*SELECTED EXCERPT*
↓↓↓

There was a time, not a long time ago or in a galaxy far, far away, when the summer movie landscape wasn’t overcrowded with disposable fantasy and sci-fi tentpoles. When studios and distributors hadn’t yet been trained to put all of their eggs in a shrinking collection of threadbare baskets. “Four-plus decades ago,” as Chris Nashawaty writes in his new book “The Future Was Now,” “we were entertained, enthralled, and delighted. Today, we’re merely cudgeled into numb submission over and over again and treated like children being spoon-fed the same sound-and-fury pap.”

↑↑↑

Please carry on the passage about summer movies, picking up after its final sentence. The material after this point comes from an unrelated source.

*RECORD LIST*
↓↓↓

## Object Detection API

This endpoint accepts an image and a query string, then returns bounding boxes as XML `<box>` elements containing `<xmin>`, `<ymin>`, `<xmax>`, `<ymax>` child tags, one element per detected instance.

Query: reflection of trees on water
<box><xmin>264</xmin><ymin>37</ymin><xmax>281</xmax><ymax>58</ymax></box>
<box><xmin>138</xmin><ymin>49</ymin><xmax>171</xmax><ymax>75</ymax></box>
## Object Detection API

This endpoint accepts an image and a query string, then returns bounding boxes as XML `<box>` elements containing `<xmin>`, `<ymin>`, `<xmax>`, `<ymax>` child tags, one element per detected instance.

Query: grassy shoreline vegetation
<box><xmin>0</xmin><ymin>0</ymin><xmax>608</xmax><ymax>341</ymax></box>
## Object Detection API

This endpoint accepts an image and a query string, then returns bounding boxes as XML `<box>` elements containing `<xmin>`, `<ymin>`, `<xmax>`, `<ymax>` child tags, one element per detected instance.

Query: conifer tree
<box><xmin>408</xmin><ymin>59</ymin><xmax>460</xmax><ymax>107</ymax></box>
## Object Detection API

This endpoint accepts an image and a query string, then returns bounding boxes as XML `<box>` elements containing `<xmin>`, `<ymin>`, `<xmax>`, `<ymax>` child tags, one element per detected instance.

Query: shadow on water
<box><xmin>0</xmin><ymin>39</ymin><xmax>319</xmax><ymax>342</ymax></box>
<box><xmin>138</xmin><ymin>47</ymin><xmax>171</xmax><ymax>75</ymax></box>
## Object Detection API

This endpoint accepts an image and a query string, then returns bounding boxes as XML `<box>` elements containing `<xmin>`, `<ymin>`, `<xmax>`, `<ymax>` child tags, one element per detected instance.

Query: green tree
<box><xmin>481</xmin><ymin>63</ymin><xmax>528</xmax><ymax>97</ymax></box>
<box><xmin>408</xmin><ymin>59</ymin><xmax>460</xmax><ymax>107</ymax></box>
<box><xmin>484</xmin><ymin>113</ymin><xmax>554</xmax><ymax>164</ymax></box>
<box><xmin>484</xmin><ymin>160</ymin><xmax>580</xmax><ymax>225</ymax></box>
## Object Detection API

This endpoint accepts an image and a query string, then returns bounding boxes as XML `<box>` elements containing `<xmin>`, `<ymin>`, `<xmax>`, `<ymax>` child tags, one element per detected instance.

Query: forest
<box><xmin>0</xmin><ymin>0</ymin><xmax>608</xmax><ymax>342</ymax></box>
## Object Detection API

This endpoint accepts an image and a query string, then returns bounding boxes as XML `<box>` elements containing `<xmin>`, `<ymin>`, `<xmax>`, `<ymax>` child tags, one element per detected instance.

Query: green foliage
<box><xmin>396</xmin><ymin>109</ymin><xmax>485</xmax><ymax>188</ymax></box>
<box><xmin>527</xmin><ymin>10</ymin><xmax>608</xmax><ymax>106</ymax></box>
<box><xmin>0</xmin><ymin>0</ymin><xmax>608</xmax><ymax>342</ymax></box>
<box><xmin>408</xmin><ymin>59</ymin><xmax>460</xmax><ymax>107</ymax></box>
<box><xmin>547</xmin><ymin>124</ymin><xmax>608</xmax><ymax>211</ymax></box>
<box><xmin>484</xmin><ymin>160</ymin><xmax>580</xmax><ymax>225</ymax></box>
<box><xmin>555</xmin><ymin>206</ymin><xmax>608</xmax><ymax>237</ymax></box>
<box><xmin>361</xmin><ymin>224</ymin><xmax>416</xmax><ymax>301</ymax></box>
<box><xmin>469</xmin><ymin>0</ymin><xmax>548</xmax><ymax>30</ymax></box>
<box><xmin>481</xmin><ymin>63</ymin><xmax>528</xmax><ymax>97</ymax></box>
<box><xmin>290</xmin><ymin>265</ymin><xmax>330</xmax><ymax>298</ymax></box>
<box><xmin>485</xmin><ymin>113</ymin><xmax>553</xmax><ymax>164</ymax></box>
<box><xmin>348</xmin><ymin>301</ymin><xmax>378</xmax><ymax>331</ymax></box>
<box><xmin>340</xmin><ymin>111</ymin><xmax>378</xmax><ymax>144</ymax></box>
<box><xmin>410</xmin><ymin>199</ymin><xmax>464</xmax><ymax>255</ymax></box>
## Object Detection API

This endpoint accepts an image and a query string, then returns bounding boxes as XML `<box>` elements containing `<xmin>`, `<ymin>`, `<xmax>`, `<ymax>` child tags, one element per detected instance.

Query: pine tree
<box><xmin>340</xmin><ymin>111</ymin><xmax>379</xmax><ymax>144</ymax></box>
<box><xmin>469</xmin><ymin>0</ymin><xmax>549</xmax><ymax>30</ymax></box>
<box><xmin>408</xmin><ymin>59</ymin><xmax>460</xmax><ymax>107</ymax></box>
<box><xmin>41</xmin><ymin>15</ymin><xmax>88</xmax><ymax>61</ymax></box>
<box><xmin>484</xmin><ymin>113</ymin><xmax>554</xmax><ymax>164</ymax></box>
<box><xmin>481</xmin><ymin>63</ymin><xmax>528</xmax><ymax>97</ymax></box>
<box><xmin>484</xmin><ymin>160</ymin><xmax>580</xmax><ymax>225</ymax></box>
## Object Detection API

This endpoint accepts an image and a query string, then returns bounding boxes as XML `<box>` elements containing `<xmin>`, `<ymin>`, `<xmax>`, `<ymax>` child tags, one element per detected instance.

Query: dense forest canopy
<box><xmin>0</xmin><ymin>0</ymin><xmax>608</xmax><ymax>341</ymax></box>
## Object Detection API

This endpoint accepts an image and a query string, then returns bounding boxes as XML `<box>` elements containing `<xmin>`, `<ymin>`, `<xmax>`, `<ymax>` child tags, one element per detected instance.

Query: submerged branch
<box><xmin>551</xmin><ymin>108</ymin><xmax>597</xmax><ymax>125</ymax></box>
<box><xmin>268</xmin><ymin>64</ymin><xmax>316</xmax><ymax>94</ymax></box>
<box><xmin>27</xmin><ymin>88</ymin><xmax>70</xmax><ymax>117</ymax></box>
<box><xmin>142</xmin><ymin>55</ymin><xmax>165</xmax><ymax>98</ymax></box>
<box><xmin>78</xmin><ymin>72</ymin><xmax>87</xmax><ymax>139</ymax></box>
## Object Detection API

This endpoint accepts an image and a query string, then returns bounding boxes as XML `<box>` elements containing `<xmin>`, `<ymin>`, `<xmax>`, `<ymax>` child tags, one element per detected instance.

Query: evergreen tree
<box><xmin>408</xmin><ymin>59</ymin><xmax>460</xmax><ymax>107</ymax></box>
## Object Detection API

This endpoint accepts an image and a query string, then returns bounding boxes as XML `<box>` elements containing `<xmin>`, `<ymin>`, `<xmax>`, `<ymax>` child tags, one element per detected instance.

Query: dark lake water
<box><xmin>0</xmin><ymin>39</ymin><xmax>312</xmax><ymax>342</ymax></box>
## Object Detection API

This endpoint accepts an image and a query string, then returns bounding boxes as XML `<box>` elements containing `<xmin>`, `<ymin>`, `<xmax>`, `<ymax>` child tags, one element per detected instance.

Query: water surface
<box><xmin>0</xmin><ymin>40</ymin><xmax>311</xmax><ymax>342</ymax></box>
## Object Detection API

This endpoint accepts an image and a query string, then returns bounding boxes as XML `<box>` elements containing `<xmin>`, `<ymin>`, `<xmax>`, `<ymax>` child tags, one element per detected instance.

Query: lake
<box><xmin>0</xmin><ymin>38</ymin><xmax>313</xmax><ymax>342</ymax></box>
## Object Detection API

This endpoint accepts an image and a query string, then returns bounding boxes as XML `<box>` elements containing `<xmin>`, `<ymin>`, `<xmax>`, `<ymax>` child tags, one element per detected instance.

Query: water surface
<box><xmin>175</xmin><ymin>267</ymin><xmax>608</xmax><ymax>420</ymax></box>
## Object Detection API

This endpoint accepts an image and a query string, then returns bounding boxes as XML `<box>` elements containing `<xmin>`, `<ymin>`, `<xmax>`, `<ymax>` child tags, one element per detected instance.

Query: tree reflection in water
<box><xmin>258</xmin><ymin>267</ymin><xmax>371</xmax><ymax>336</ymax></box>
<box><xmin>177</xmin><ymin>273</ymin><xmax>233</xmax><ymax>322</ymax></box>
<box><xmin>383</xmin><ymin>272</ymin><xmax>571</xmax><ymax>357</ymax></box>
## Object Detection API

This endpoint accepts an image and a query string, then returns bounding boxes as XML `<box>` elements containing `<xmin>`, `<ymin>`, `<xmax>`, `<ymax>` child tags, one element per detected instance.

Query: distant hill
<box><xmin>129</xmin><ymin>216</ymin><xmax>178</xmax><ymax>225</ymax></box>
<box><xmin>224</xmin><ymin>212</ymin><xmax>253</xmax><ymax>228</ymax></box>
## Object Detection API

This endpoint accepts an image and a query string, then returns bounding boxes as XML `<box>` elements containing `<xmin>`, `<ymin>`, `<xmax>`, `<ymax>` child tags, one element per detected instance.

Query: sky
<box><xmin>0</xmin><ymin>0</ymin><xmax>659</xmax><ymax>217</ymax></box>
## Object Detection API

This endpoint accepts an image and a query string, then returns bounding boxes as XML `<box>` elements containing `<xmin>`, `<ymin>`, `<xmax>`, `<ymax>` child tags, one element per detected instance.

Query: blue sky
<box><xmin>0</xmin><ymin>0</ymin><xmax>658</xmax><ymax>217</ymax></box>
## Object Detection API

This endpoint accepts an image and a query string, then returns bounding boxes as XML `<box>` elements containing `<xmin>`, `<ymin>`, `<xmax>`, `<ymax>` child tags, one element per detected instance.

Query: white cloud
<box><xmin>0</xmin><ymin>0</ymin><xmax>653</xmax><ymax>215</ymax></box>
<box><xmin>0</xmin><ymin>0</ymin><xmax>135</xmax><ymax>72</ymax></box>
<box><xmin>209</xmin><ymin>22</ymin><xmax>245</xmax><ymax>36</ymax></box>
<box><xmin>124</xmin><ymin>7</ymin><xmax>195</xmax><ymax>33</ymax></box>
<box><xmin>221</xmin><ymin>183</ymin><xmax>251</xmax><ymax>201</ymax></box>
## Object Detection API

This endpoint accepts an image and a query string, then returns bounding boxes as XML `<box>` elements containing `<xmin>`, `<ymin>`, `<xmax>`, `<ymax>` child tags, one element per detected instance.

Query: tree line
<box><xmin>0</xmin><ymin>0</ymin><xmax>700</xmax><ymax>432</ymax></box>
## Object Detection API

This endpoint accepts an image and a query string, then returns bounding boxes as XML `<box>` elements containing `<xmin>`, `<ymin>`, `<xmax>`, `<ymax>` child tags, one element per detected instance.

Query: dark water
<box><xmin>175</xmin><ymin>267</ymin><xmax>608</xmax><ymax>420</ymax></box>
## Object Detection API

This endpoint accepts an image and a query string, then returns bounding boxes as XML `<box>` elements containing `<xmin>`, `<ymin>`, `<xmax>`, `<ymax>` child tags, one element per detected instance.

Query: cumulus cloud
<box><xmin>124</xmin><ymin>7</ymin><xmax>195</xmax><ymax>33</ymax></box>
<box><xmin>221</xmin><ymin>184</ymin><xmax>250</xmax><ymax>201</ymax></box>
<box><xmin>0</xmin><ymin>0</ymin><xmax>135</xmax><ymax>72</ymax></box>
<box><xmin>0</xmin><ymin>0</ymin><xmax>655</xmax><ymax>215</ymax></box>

↑↑↑

*THE RESULT*
Nashawaty’s book zooms in on a specific period — the summer of 1982 — that he posits as both a peak flowering and a last hurrah of the sci-fi genre as serious, ambitious and original popular art. Taking an envious look at the unexpected, unparalleled and lucrative frenzy over “Star Wars” (1977), movie executives asked themselves the question that movie executives are so good at asking, if not necessarily answering: How can we make something just like that (or, at least, something that rakes in similarly obscene gobs of cash)?
Much as the previous decade’s execs drooled over the returns on “Easy Rider,” “Bonnie and Clyde” and “The Graduate,” this bunch sought to put their energies and resources into movies the kids would like, even if this generation was more enthralled with escape than revolution.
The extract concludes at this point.